◆ **Aim of the exercise**:
Report each line of the listing below that contains the word "open", copying every such line in full.

==== Stored records

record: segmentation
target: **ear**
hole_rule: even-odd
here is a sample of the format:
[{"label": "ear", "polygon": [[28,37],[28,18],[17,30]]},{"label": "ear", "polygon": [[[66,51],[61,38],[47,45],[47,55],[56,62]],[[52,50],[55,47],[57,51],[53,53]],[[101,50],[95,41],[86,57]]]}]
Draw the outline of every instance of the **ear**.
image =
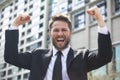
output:
[{"label": "ear", "polygon": [[51,30],[49,30],[49,36],[51,36]]}]

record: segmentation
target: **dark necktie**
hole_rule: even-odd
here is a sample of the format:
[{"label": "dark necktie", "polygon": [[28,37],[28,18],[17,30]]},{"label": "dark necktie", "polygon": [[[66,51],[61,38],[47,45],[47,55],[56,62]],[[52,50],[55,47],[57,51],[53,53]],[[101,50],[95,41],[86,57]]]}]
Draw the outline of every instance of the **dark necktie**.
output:
[{"label": "dark necktie", "polygon": [[61,63],[62,52],[57,52],[57,58],[53,68],[53,77],[52,80],[62,80],[62,63]]}]

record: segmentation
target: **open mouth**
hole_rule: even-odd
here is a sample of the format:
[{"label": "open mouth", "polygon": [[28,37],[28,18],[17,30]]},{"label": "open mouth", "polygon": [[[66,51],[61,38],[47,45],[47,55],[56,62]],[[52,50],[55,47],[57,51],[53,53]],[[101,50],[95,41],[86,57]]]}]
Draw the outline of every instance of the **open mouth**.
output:
[{"label": "open mouth", "polygon": [[57,42],[64,42],[64,38],[58,38]]}]

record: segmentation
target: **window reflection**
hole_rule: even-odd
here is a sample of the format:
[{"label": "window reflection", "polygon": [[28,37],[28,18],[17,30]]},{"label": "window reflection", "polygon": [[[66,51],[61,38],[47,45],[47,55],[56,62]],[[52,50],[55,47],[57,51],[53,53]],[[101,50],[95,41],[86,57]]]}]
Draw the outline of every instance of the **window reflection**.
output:
[{"label": "window reflection", "polygon": [[120,45],[115,47],[116,72],[120,72]]}]

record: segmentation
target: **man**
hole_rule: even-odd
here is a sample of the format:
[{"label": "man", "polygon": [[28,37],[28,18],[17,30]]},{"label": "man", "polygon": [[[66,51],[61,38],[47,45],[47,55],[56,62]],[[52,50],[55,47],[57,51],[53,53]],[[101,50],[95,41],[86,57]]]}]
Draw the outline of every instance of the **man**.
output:
[{"label": "man", "polygon": [[29,15],[21,14],[13,22],[12,28],[6,30],[5,61],[29,69],[29,80],[87,80],[87,72],[107,64],[112,58],[110,34],[99,9],[95,6],[88,9],[87,13],[99,25],[98,53],[89,50],[76,52],[71,48],[71,21],[61,14],[50,20],[49,33],[53,44],[51,50],[36,49],[31,53],[19,53],[16,28],[30,21]]}]

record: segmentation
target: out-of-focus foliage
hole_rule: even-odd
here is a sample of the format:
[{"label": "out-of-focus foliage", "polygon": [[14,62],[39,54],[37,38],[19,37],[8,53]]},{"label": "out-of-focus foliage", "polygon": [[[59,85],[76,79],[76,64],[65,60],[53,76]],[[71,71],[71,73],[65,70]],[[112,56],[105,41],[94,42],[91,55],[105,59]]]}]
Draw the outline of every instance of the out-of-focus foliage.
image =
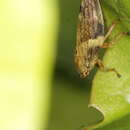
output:
[{"label": "out-of-focus foliage", "polygon": [[[59,28],[58,54],[55,71],[55,79],[57,80],[54,81],[53,86],[52,114],[50,116],[48,129],[78,130],[80,126],[90,126],[92,122],[92,126],[95,127],[96,123],[94,124],[94,122],[96,122],[96,120],[99,122],[99,120],[103,118],[97,112],[94,112],[92,115],[91,110],[87,108],[90,87],[92,87],[90,104],[100,110],[104,115],[104,120],[102,124],[100,124],[102,128],[98,129],[128,130],[130,129],[128,120],[130,119],[128,115],[130,112],[129,36],[120,38],[115,45],[105,51],[103,56],[105,66],[108,68],[116,68],[122,75],[120,79],[113,72],[107,73],[101,72],[100,70],[94,80],[94,71],[88,78],[79,79],[73,64],[79,5],[80,1],[59,0],[61,25]],[[118,33],[130,29],[130,2],[129,0],[102,0],[101,5],[103,8],[106,32],[114,20],[120,19],[120,23],[107,41],[110,42]],[[92,80],[93,85],[91,86]],[[106,124],[107,126],[105,127]]]},{"label": "out-of-focus foliage", "polygon": [[0,130],[45,128],[59,21],[56,5],[53,0],[0,1]]}]

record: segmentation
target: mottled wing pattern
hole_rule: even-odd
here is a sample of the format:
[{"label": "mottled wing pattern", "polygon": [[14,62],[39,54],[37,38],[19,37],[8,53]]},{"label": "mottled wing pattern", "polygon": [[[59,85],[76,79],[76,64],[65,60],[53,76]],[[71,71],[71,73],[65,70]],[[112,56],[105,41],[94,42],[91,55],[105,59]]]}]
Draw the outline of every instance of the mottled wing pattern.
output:
[{"label": "mottled wing pattern", "polygon": [[77,30],[77,45],[104,35],[104,23],[99,0],[82,0]]}]

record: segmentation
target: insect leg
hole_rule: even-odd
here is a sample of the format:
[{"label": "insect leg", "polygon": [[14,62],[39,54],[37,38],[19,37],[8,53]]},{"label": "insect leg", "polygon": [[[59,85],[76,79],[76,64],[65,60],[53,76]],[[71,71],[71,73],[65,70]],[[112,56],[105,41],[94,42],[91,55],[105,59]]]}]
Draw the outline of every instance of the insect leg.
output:
[{"label": "insect leg", "polygon": [[103,65],[103,63],[102,63],[102,61],[100,60],[100,59],[98,59],[97,61],[96,61],[96,64],[98,65],[98,67],[102,70],[102,71],[105,71],[105,72],[115,72],[116,73],[116,75],[117,75],[117,77],[121,77],[121,75],[116,71],[116,69],[115,68],[106,68],[104,65]]},{"label": "insect leg", "polygon": [[105,37],[104,37],[104,41],[110,36],[111,32],[113,31],[113,29],[115,28],[115,26],[116,26],[118,23],[119,23],[118,20],[116,20],[116,21],[114,21],[114,22],[112,23],[112,25],[110,26],[110,28],[109,28],[107,34],[106,34]]}]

========

◆ **The response**:
target: **open mouth**
[{"label": "open mouth", "polygon": [[28,37],[28,18],[17,30]]},{"label": "open mouth", "polygon": [[[66,51],[61,38],[47,45],[47,55],[56,62]],[[52,50],[55,47],[57,51],[53,53]],[[101,50],[95,41],[86,57]]]}]
Draw the outline of every instance of the **open mouth**.
[{"label": "open mouth", "polygon": [[57,42],[64,42],[64,38],[58,38]]}]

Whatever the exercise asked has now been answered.